Task to carry out | Any image found in the entries is to be skipped; the rest is returned word for word.

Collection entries
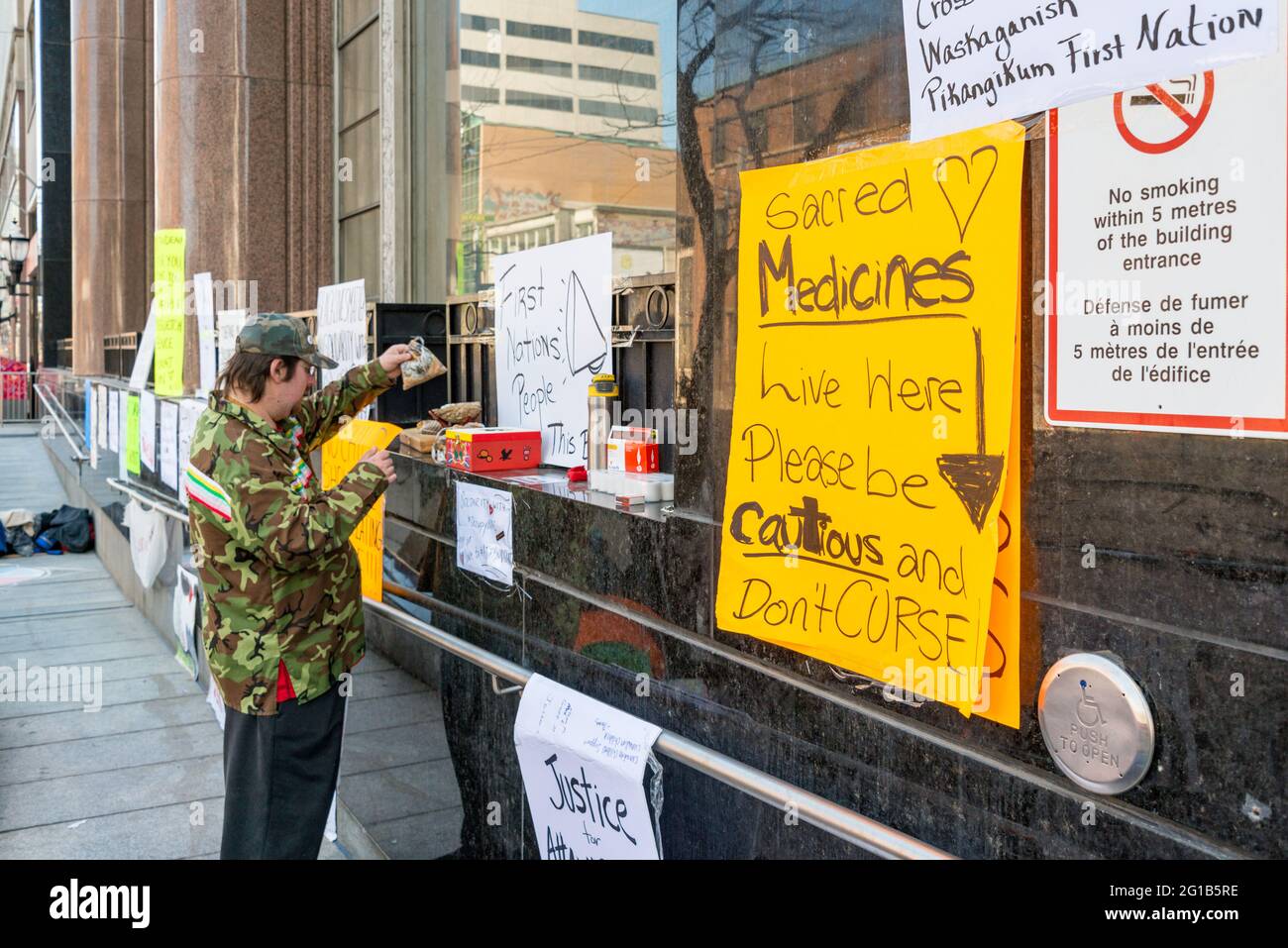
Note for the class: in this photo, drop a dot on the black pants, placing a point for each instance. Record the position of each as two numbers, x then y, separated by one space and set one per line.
279 775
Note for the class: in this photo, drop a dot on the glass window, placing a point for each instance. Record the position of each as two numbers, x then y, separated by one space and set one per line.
360 165
471 21
545 67
618 110
360 249
473 56
622 44
480 93
539 31
355 13
597 73
555 103
360 76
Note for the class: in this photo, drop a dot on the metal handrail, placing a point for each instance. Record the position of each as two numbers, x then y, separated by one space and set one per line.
136 492
50 407
840 822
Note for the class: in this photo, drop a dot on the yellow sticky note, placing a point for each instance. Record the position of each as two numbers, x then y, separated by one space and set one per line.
339 455
167 263
874 407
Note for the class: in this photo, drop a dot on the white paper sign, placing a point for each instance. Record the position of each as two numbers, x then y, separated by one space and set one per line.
974 63
149 430
554 313
583 766
1167 244
114 424
230 325
189 410
205 292
143 355
121 398
103 415
187 592
168 445
342 326
484 535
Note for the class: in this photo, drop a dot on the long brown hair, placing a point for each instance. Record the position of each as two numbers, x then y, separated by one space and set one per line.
248 372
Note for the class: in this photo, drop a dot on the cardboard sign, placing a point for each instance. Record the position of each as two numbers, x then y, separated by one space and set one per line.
877 309
339 455
554 313
484 531
583 766
1167 243
167 262
973 63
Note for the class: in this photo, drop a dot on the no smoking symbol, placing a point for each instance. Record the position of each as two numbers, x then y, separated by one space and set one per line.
1142 108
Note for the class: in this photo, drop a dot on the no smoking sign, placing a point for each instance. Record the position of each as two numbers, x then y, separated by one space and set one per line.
1163 116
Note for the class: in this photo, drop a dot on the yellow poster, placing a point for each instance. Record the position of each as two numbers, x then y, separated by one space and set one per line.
339 455
167 262
877 298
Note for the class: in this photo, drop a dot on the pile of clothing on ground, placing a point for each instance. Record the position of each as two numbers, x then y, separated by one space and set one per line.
67 530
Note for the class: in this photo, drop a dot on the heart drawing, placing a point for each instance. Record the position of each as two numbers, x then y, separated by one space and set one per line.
964 189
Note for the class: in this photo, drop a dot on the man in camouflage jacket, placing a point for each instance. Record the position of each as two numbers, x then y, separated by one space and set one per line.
282 588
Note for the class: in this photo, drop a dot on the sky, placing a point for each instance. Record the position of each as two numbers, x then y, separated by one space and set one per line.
661 12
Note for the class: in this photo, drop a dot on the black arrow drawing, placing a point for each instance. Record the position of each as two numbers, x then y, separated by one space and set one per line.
975 478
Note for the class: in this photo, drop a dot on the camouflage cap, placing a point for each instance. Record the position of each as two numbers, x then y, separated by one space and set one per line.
281 334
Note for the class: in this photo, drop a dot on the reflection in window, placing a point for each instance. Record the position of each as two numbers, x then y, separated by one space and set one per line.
580 142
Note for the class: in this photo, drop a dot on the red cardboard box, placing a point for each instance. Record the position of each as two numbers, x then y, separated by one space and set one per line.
492 449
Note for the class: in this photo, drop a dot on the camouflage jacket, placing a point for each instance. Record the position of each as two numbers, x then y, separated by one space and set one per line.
281 579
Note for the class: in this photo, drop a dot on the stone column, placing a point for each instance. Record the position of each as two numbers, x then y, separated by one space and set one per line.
111 172
244 125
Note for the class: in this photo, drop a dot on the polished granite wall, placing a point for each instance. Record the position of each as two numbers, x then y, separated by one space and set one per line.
1188 591
111 58
213 116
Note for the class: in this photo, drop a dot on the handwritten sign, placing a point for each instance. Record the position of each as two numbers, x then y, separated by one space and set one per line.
339 455
167 445
973 63
342 327
484 531
1167 244
554 313
132 434
583 766
149 430
167 262
877 300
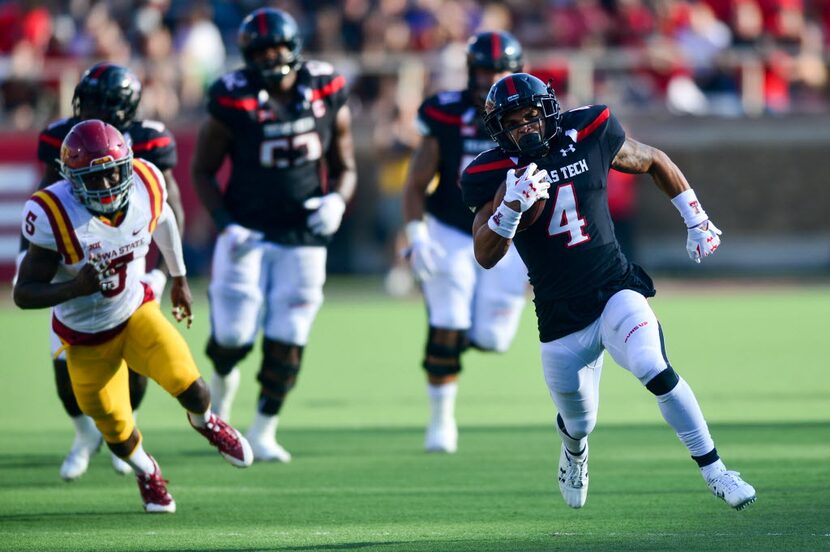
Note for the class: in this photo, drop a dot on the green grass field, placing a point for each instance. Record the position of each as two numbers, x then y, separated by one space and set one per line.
360 481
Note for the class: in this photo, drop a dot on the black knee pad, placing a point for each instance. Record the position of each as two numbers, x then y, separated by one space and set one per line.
663 382
138 388
442 359
225 358
63 384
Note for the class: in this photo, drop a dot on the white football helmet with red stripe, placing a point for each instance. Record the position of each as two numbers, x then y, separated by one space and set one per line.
97 161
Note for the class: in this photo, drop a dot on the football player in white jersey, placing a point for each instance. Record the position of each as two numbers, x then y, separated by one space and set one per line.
88 236
111 93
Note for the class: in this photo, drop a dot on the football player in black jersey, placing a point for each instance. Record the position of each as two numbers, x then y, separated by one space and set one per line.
466 305
111 93
589 297
284 124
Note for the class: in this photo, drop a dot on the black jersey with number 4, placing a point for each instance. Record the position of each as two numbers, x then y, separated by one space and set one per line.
149 140
455 122
278 151
573 259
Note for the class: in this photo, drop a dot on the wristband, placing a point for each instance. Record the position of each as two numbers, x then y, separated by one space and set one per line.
416 231
221 218
505 221
690 208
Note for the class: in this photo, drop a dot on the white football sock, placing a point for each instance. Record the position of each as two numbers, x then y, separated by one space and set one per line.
572 445
682 411
442 400
712 470
264 426
141 461
199 420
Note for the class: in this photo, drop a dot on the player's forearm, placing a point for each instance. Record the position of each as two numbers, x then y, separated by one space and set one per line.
489 247
39 295
169 243
346 184
174 199
667 175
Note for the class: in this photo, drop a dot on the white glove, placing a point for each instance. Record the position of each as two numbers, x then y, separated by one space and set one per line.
243 240
327 215
527 189
423 251
703 240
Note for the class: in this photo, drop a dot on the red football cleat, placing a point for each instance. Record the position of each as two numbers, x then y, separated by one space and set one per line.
231 444
154 492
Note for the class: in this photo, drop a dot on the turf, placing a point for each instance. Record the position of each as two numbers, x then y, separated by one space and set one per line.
360 481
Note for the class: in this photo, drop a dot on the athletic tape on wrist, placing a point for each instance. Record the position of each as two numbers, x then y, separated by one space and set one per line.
690 208
505 221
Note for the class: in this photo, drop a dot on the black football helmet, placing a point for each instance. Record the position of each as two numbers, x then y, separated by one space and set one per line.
496 51
108 92
269 27
517 92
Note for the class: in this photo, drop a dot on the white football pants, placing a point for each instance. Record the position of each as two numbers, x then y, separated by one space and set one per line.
276 287
572 365
461 295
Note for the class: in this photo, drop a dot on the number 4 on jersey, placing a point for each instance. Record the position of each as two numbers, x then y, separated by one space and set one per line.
565 218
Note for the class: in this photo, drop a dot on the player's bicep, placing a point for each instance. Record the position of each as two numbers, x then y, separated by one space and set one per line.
424 163
342 154
634 157
38 266
212 144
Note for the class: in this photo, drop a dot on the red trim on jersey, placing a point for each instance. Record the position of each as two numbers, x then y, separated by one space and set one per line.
51 140
442 117
262 23
62 229
491 166
495 46
246 104
337 84
601 118
74 337
159 142
511 86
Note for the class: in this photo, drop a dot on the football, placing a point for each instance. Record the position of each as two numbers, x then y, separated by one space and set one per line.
530 216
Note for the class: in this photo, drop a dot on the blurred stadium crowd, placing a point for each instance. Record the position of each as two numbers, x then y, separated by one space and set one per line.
717 58
698 57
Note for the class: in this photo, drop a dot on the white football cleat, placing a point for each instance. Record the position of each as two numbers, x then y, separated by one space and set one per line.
120 467
573 477
729 486
268 450
442 437
222 392
262 437
83 447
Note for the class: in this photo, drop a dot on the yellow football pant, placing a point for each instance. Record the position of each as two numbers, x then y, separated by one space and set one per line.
152 347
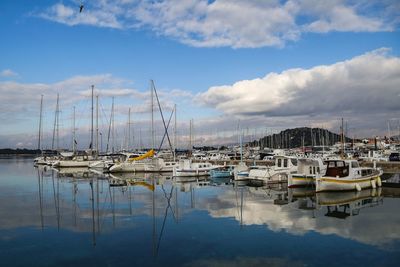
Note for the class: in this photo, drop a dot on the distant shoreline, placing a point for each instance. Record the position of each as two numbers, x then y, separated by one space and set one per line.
19 152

Task answer |
Note for the class: in this photo, drop a dot on the black pants, placing a point for each instance. Record the position of each as two numbers, x then y, separated by one space and set one per line.
279 775
Note for the class: in this photo, drop a dot on the glass window, placing a point for each instance. Record the position of each as two numbers, x then y, separated by one space and set one per line.
360 165
471 21
545 67
618 110
360 249
473 56
622 44
480 93
539 31
355 13
597 73
555 103
360 76
Note for the class: in this photo, drop a dot on the metal handrail, placing a point for each instance. Record the position of each as two numbers, x then y, separated by one space and set one per line.
136 492
50 407
840 822
Note for the class: in this photo, drop a dot on the yellow sticky note, placing a point for each instance. Record the position of each as two numbers, x then y, separated by one space and set one per line.
339 455
167 263
874 407
Note for the class: in this photo, drop a dot on the white paper sign, placing a point for each instance. Record the position of each as two numbers, x then y, separated by one space and set one per line.
974 63
149 430
554 313
583 766
1167 244
114 424
230 325
189 410
205 292
143 355
121 398
103 415
187 592
168 445
342 326
484 535
Note for the class: in this photo, drop a dot on the long brown hair, placing a point for each instance. Record the position of each as two numbers, x then y, separated by one space and set one per line.
248 372
Note for the class: in this photo, drop a dot on the cardboard sign, placing a point for each instance. Record the position of each as two numbers, x then y, separated by one space and set one per line.
877 309
339 455
554 313
484 531
583 766
1167 243
167 262
973 63
Note for the class: in this photo, drop a dot on the no smoking symbol, placing a point for each instance. Record the position of each as two numbers, x then y, separated by one space and set one per line.
1142 108
Note for the class: in this photo, drop a dot on the no smoking sign, placing a point for each instance. Record the position of each as two numbers, x then y, separated by one space and set one per line.
1163 116
Note for the class: in this photo, drop a dot on the yellow poster, placing a point for each instance. Record the position of each as two numbers, x then y, separated by one space and set one per line.
339 455
167 262
877 298
Note for the class: in this photo, drop a dot on the pile of clothing on ground, placing a point for each instance. Record the position of each as two numbers, x then y, separated by one space and set one per line.
67 530
Note for the class: in this photo, drop a dot on the heart drawing, placing a point for each instance. Record the position of each as two numbers, x then y, separated by one space and set one per line.
964 189
Note for the class: in this photo, drop a dot on the man in camouflage jacket, placing a point for each instance. Record the position of each as two numbers, x then y, separated by one space and set one per line.
282 588
Note for the class: in this photo, drop a dot on the sky, placing a point for each instance. Record the position of each as two numbers, x then y, separated by one space and set one per line.
661 12
Note for the class: in this photo, drop a dot on the black arrow drawing, placing a point for each instance. Record the position of each as two numbers, x then y, separated by one space and set one per line.
975 478
Note for the class: in this photo, drop a dot on the camouflage cap, placing a point for each instance. Record the position of each as two numbers, x then y, separated by one space and set one per line.
281 334
Note for the class: in this photo, drop a dot on the reflection in window, placing a point for each instance. Record the position of each as two numbers, x then y, separated by one space and set one per line.
580 142
Note for the class: in this photo, drop a dot on the red cardboard box, placing a point for each instance. Record the position of each as two numbers, x then y, separated by one space and set one per line.
492 449
Note for the class: in this photo, drop a dot on the camouflage jacket, placing a point for each instance. Record the position of each as two numbers, x then y, separated by one space and set one per line.
281 579
Note for the class: in this photo, drop a dot on the stone column, placing a point for each instance. Record the position of each as two numbers, x then y, separated by one space and set one per line.
111 172
244 125
Note for the class: in this photo, drop a dot on the polished granite wall, placing a point for each instance. Record the position of each as two numbers, x then y, separated by one space and set one per line.
1188 591
111 58
213 116
Note for the class: in this photo, drop a dot on the handwritten sign, placing a point for each instance. Record the position of each as two numbers, x then y, separated by one space and set one per line.
339 455
167 445
973 63
342 327
484 531
1167 244
554 313
132 434
583 766
149 430
167 262
877 300
Note for the class: in this photo, drop a dot on the green grass field, placing a point for each instance. Record the position of each as two numbers, x then y, separated by one space and set one per line.
360 481
Note for the class: in this photo, drop a dot on the black knee pad, placing a point for each instance. Record the position of each as two numbers, x then y, separated by one space and set one per line.
663 382
138 388
442 359
225 358
63 384
Note for the class: in this photo, drop a dot on the white football helmet with red stripe, placing a point for each instance. Record the position of each as two numbers, x then y, separated by one space and set one per line.
97 161
Note for the class: in this photo, drop a dot on the football player in white jersey, placing a point for each instance. Record the position of each as two numbers, x then y, separated by one space and set one per line.
88 236
111 93
Note for the class: in this photo, drop a dot on the football player in black jersey, placing a point for each instance. Record the position of each as two numbers, x then y, separated by one space and set one per line.
466 305
111 93
589 297
284 124
Note for the class: in this photo, drop a dot on the black jersey with number 4, placing a point for each instance. Record the position of each as two numbers, x then y, separated by one space and set one per line.
149 140
455 122
278 151
573 259
Note for the class: in this photo, drop a dot on the wristband, placing a point for each instance. Record the position of each as two numbers, x then y, separated by one space and set one per line.
416 231
221 218
505 221
690 208
Note for the class: in this photo, drop a dot on the white football sock, placing a point for each instance. Record the position of each as two numbers, x then y, separated by one space and set one per line.
572 445
682 411
442 400
712 470
264 426
141 461
199 420
Note for the class: in this photo, drop a dot on the player's forearm, placing a point for each instance. Record the position of each as two numbers, x then y, separated by one space and set one per line.
489 247
39 295
169 243
346 184
174 199
667 175
Note for the class: in this photo, drop a dot on the white glove, placing a point for each instance. Record the position of each as two numbers, x then y, separated by one space and set one per line.
243 240
327 215
527 189
423 251
703 240
Note for the class: in this photo, drop a dot on the red football cleat, placing a point for each instance. Record the position of each as two numbers, x then y, separated by one space and set one per line.
231 444
154 492
Note for the class: in this photo, drop a dot on the turf, placing a point for each instance. Record the position of each as two numbers, x then y, separated by one space and set one per line.
360 481
Note for the class: in this photo, drop a dot on the athletic tape on wrist, placing a point for each instance. Record the position of each as two numbers, x then y, separated by one space and set one per line.
690 208
505 221
Note for the class: in this photo, drop a dot on the black football helmet, placing a point for each instance. Record the position of each as two numbers, x then y, separated by one space and set one per line.
496 51
108 92
269 27
517 92
Note for the class: in this photo, drop a dot on the white football pants, placing a point for each instance. Record the position of each as two numbers, x then y, separated by one space and set one per line.
276 287
572 365
461 295
Note for the class: in this photo, drop a dot on the number 4 on jersey, placing a point for each instance. Record the position of each as two numbers, x then y, separated by one space and set one per line.
565 218
Note for the class: in this photo, drop a dot on the player's bicep, placing a point for each instance. Record the position of each as two numbers, x then y, separated by one space and set one per line.
424 163
342 154
634 157
38 266
212 144
Note for the class: in this photo, drop a dot on the red trim on jersey, placing a point for each instance. Record the position of each as two numbers, x then y, separated by one space and set one per line.
51 140
442 117
262 23
62 229
491 166
495 46
246 104
337 84
601 118
74 337
159 142
511 86
Note for the class: in this photo, drop a dot on the football, placing a point for each instance. Record the position of each as two numbers, x then y, separated by one space and set one per line.
530 216
Note for the class: in this photo, drop a dot on the blurred stadium crowd, placing a point for each instance. Record the position of each as two numbers, x then y, separated by one space and set one per line.
717 58
698 57
Note for the class: in this photo, drop a dot on the white football cleat, placing a point for each instance. Record the position of each as two numbers, x then y, separated by one space and set one per line.
120 467
573 477
729 486
268 450
442 437
222 392
262 437
83 447
Note for the class: in this photo, drop a dot on the yellow football pant, placing a point for each instance. Record the position of each as two numbers, x then y, separated by one space and set one per line.
152 347
Note for the class: in this photo, drop a dot on the distant shoreline, placing a point for each instance. Record the position of each as two numbers, x then y, separated by one space and set one per line.
19 152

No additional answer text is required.